# TEXT EXTRACT start

Possible cause: Looking at the scheduler, I see a possible race condition in Scheduler::millis_()

uint32_t Scheduler::millis_() {
  // This code is running in the context of task 1
  const uint32_t now = millis();
                          // Task 2 interrupts here
                          const uint32_t now = millis();
                          if (now < this->last_millis_) {
                            ESP_LOGD(TAG, "Incrementing scheduler major");
                            this->millis_major_++;
                          }
                          this->last_millis_ = now;  // last_millis is updated
                          return now;
  // back to task 1
  if (now < this->last_millis_) {  // condition is true, as task 2 increased last_millis
    ESP_LOGD(TAG, "Incrementing scheduler major");
    this->millis_major_++;  // erroneously updating millis_major
  }
  this->last_millis_ = now;
  return now;
}

Proposed solution: The code in millis() should be guarded by a mutex. I would suggest adding an extra lock to the class only for this purpose. As millis() is never called with the existing lock_ held, there should be no deadlock situations.

Question: Is a standard mutex safe for use in this situation? The millis_() function may be running in interrupt context. Should I rather use the freeRTOS xSemaphoreTakeFromISR() function? If yes, what happens if xSemaphoreTakeFromISR() is called in non-ISR context? Is this possible or is this another case that needs to be handled?

Looking forward to your comments.

T.

Which version of ESPHome has the issue?

2023.4.0

What type of installation are you using?

Docker

Which version of Home Assistant has the issue?

No response

What platform are you using?

# TEXT EXTRACT end
# DATASET ENTRIES start

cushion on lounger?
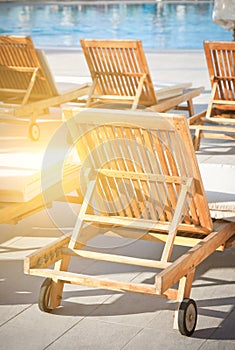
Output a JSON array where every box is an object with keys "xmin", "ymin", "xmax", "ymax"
[{"xmin": 199, "ymin": 163, "xmax": 235, "ymax": 221}]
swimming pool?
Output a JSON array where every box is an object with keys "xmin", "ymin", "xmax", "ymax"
[{"xmin": 0, "ymin": 2, "xmax": 232, "ymax": 50}]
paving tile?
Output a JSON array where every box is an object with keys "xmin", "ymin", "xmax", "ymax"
[
  {"xmin": 0, "ymin": 305, "xmax": 82, "ymax": 350},
  {"xmin": 200, "ymin": 340, "xmax": 235, "ymax": 350},
  {"xmin": 123, "ymin": 328, "xmax": 204, "ymax": 350},
  {"xmin": 86, "ymin": 293, "xmax": 167, "ymax": 327},
  {"xmin": 45, "ymin": 318, "xmax": 141, "ymax": 350}
]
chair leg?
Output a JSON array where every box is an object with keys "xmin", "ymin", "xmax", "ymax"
[
  {"xmin": 193, "ymin": 128, "xmax": 202, "ymax": 151},
  {"xmin": 49, "ymin": 256, "xmax": 70, "ymax": 309},
  {"xmin": 187, "ymin": 99, "xmax": 194, "ymax": 117},
  {"xmin": 173, "ymin": 269, "xmax": 195, "ymax": 329}
]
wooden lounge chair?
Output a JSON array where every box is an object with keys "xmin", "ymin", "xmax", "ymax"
[
  {"xmin": 24, "ymin": 109, "xmax": 235, "ymax": 336},
  {"xmin": 80, "ymin": 39, "xmax": 203, "ymax": 116},
  {"xmin": 189, "ymin": 41, "xmax": 235, "ymax": 150},
  {"xmin": 0, "ymin": 36, "xmax": 89, "ymax": 140}
]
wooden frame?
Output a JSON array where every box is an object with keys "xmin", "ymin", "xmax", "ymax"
[
  {"xmin": 24, "ymin": 109, "xmax": 235, "ymax": 334},
  {"xmin": 189, "ymin": 41, "xmax": 235, "ymax": 150},
  {"xmin": 0, "ymin": 36, "xmax": 90, "ymax": 139},
  {"xmin": 80, "ymin": 39, "xmax": 204, "ymax": 116}
]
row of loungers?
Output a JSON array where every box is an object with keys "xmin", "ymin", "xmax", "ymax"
[{"xmin": 0, "ymin": 37, "xmax": 235, "ymax": 336}]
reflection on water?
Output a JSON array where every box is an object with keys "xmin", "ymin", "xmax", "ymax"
[{"xmin": 0, "ymin": 2, "xmax": 232, "ymax": 50}]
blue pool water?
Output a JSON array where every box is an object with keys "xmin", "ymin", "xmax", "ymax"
[{"xmin": 0, "ymin": 2, "xmax": 232, "ymax": 50}]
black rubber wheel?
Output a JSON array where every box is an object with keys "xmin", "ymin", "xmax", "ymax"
[
  {"xmin": 29, "ymin": 123, "xmax": 40, "ymax": 141},
  {"xmin": 38, "ymin": 278, "xmax": 52, "ymax": 312},
  {"xmin": 178, "ymin": 298, "xmax": 197, "ymax": 337}
]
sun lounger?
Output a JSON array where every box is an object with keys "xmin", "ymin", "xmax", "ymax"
[
  {"xmin": 189, "ymin": 41, "xmax": 235, "ymax": 150},
  {"xmin": 24, "ymin": 108, "xmax": 235, "ymax": 336},
  {"xmin": 81, "ymin": 39, "xmax": 203, "ymax": 116},
  {"xmin": 0, "ymin": 154, "xmax": 81, "ymax": 224},
  {"xmin": 0, "ymin": 36, "xmax": 89, "ymax": 140}
]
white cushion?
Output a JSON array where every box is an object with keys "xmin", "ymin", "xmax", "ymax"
[{"xmin": 199, "ymin": 163, "xmax": 235, "ymax": 221}]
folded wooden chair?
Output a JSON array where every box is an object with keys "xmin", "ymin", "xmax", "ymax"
[
  {"xmin": 24, "ymin": 109, "xmax": 235, "ymax": 336},
  {"xmin": 189, "ymin": 41, "xmax": 235, "ymax": 150},
  {"xmin": 80, "ymin": 39, "xmax": 203, "ymax": 116},
  {"xmin": 0, "ymin": 36, "xmax": 89, "ymax": 140}
]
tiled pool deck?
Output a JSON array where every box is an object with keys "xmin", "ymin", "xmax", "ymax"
[{"xmin": 0, "ymin": 51, "xmax": 235, "ymax": 350}]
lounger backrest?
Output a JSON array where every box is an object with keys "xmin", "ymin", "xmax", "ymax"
[
  {"xmin": 0, "ymin": 36, "xmax": 58, "ymax": 103},
  {"xmin": 204, "ymin": 41, "xmax": 235, "ymax": 101},
  {"xmin": 68, "ymin": 109, "xmax": 212, "ymax": 233},
  {"xmin": 81, "ymin": 39, "xmax": 157, "ymax": 106}
]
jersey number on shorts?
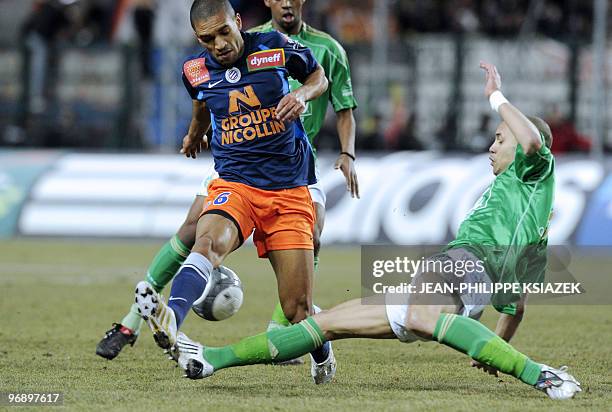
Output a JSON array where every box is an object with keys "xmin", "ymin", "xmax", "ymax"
[{"xmin": 213, "ymin": 192, "xmax": 232, "ymax": 206}]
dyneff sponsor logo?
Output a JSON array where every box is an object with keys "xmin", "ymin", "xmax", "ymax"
[{"xmin": 247, "ymin": 49, "xmax": 285, "ymax": 72}]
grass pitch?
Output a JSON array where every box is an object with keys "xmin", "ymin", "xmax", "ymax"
[{"xmin": 0, "ymin": 240, "xmax": 612, "ymax": 411}]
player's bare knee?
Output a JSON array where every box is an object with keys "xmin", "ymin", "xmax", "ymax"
[
  {"xmin": 281, "ymin": 296, "xmax": 312, "ymax": 324},
  {"xmin": 405, "ymin": 306, "xmax": 435, "ymax": 339},
  {"xmin": 312, "ymin": 230, "xmax": 321, "ymax": 256},
  {"xmin": 313, "ymin": 310, "xmax": 338, "ymax": 340},
  {"xmin": 176, "ymin": 217, "xmax": 198, "ymax": 249},
  {"xmin": 192, "ymin": 235, "xmax": 227, "ymax": 267}
]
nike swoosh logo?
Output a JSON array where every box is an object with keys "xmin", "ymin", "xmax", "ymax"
[{"xmin": 208, "ymin": 79, "xmax": 223, "ymax": 89}]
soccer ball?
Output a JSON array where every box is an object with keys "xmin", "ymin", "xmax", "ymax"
[{"xmin": 192, "ymin": 266, "xmax": 244, "ymax": 321}]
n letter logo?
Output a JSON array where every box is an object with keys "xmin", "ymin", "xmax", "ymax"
[{"xmin": 229, "ymin": 86, "xmax": 261, "ymax": 114}]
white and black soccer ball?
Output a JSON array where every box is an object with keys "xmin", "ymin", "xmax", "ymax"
[{"xmin": 192, "ymin": 266, "xmax": 244, "ymax": 321}]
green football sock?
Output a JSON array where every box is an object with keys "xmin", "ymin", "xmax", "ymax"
[
  {"xmin": 121, "ymin": 303, "xmax": 142, "ymax": 335},
  {"xmin": 147, "ymin": 235, "xmax": 189, "ymax": 292},
  {"xmin": 204, "ymin": 318, "xmax": 325, "ymax": 370},
  {"xmin": 433, "ymin": 313, "xmax": 542, "ymax": 386},
  {"xmin": 121, "ymin": 235, "xmax": 189, "ymax": 334}
]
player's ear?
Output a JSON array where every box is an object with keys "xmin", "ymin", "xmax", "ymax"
[{"xmin": 236, "ymin": 13, "xmax": 242, "ymax": 30}]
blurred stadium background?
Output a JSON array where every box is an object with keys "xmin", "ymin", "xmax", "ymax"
[
  {"xmin": 0, "ymin": 0, "xmax": 612, "ymax": 244},
  {"xmin": 0, "ymin": 0, "xmax": 612, "ymax": 411}
]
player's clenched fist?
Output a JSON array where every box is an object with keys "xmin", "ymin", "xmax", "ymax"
[
  {"xmin": 480, "ymin": 61, "xmax": 501, "ymax": 98},
  {"xmin": 276, "ymin": 92, "xmax": 306, "ymax": 122},
  {"xmin": 181, "ymin": 134, "xmax": 208, "ymax": 159}
]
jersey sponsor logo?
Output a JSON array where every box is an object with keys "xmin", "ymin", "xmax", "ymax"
[
  {"xmin": 247, "ymin": 49, "xmax": 285, "ymax": 72},
  {"xmin": 225, "ymin": 67, "xmax": 242, "ymax": 84},
  {"xmin": 221, "ymin": 86, "xmax": 287, "ymax": 146},
  {"xmin": 208, "ymin": 79, "xmax": 223, "ymax": 89},
  {"xmin": 213, "ymin": 192, "xmax": 232, "ymax": 206},
  {"xmin": 229, "ymin": 86, "xmax": 261, "ymax": 114},
  {"xmin": 183, "ymin": 58, "xmax": 210, "ymax": 87}
]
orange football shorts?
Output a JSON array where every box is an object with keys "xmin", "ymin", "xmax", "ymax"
[{"xmin": 202, "ymin": 178, "xmax": 315, "ymax": 258}]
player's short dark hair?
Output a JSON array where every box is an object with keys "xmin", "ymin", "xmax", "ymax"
[
  {"xmin": 189, "ymin": 0, "xmax": 236, "ymax": 28},
  {"xmin": 527, "ymin": 116, "xmax": 552, "ymax": 149}
]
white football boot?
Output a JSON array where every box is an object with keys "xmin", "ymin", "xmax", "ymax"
[
  {"xmin": 534, "ymin": 365, "xmax": 582, "ymax": 400},
  {"xmin": 134, "ymin": 280, "xmax": 177, "ymax": 351},
  {"xmin": 176, "ymin": 332, "xmax": 215, "ymax": 379},
  {"xmin": 310, "ymin": 346, "xmax": 336, "ymax": 385}
]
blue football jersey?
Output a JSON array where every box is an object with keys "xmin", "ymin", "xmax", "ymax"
[{"xmin": 182, "ymin": 32, "xmax": 317, "ymax": 190}]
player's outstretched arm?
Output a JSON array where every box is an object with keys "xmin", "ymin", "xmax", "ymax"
[
  {"xmin": 334, "ymin": 109, "xmax": 359, "ymax": 199},
  {"xmin": 276, "ymin": 65, "xmax": 328, "ymax": 122},
  {"xmin": 480, "ymin": 62, "xmax": 542, "ymax": 155},
  {"xmin": 181, "ymin": 100, "xmax": 211, "ymax": 159}
]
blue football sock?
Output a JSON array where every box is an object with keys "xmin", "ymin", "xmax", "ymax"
[
  {"xmin": 168, "ymin": 252, "xmax": 213, "ymax": 329},
  {"xmin": 310, "ymin": 305, "xmax": 331, "ymax": 363}
]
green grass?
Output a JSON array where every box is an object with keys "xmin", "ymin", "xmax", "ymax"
[{"xmin": 0, "ymin": 240, "xmax": 612, "ymax": 411}]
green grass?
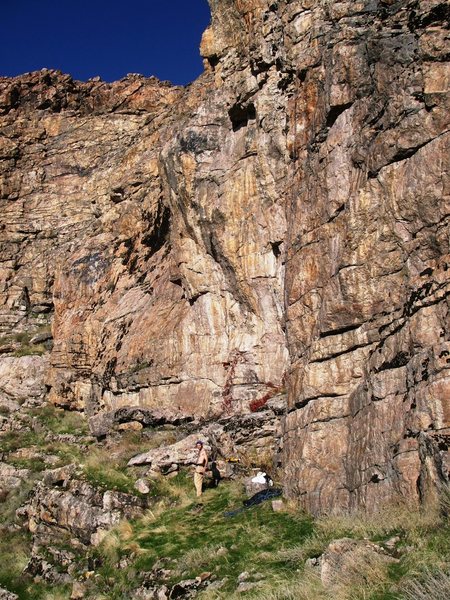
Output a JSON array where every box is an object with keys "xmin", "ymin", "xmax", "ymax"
[{"xmin": 29, "ymin": 404, "xmax": 89, "ymax": 435}]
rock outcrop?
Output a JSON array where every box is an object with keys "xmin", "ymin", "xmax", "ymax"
[{"xmin": 0, "ymin": 0, "xmax": 450, "ymax": 513}]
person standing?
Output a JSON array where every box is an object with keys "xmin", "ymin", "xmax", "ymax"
[{"xmin": 194, "ymin": 440, "xmax": 208, "ymax": 498}]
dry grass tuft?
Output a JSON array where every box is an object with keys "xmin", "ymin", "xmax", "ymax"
[{"xmin": 402, "ymin": 571, "xmax": 450, "ymax": 600}]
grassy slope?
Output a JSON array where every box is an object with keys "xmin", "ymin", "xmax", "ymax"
[{"xmin": 0, "ymin": 407, "xmax": 450, "ymax": 600}]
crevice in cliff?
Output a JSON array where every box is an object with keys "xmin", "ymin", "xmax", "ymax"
[
  {"xmin": 326, "ymin": 102, "xmax": 353, "ymax": 129},
  {"xmin": 319, "ymin": 323, "xmax": 364, "ymax": 338},
  {"xmin": 310, "ymin": 342, "xmax": 375, "ymax": 364},
  {"xmin": 228, "ymin": 102, "xmax": 256, "ymax": 131},
  {"xmin": 367, "ymin": 130, "xmax": 449, "ymax": 179},
  {"xmin": 141, "ymin": 203, "xmax": 171, "ymax": 259},
  {"xmin": 287, "ymin": 392, "xmax": 346, "ymax": 415}
]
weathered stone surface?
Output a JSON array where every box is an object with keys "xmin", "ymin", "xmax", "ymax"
[
  {"xmin": 0, "ymin": 0, "xmax": 450, "ymax": 512},
  {"xmin": 0, "ymin": 462, "xmax": 30, "ymax": 498},
  {"xmin": 284, "ymin": 2, "xmax": 450, "ymax": 512},
  {"xmin": 26, "ymin": 476, "xmax": 145, "ymax": 545},
  {"xmin": 0, "ymin": 356, "xmax": 49, "ymax": 410},
  {"xmin": 128, "ymin": 410, "xmax": 281, "ymax": 476}
]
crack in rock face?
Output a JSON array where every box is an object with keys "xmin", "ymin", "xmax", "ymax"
[{"xmin": 0, "ymin": 0, "xmax": 450, "ymax": 513}]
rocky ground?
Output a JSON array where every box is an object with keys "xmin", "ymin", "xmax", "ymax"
[
  {"xmin": 0, "ymin": 397, "xmax": 450, "ymax": 600},
  {"xmin": 0, "ymin": 0, "xmax": 450, "ymax": 600}
]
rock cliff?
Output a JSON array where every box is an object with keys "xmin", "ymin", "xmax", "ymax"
[{"xmin": 0, "ymin": 0, "xmax": 450, "ymax": 513}]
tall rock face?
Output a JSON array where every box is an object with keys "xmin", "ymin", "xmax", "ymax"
[{"xmin": 0, "ymin": 0, "xmax": 450, "ymax": 513}]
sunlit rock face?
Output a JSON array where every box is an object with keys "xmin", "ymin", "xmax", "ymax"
[{"xmin": 0, "ymin": 0, "xmax": 450, "ymax": 513}]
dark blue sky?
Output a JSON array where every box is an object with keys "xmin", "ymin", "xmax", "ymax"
[{"xmin": 0, "ymin": 0, "xmax": 210, "ymax": 84}]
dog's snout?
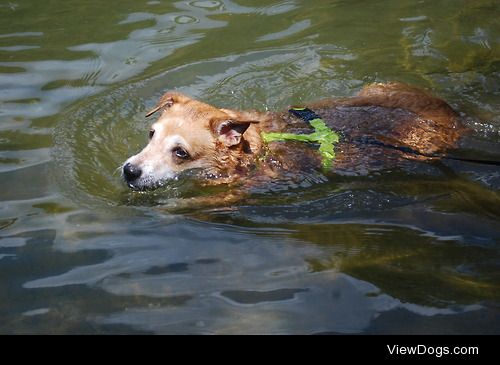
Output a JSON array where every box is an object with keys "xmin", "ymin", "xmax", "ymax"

# DATASET ENTRIES end

▸ TO BE DONE:
1 – From the ESPHome scheduler issue, write out the passage starting with "Looking forward to" and going on through "Assistant has the issue?".
2 – Gather every line of the listing that contains the string "player".

▸ ANSWERS FOR THE EXERCISE:
1 –
Looking forward to your comments.

T.

Which version of ESPHome has the issue?

2023.4.0

What type of installation are you using?

Docker

Which version of Home Assistant has the issue?

2 –
player's bare knee?
player's ear?
player's clenched fist?
player's short dark hair?
player's outstretched arm?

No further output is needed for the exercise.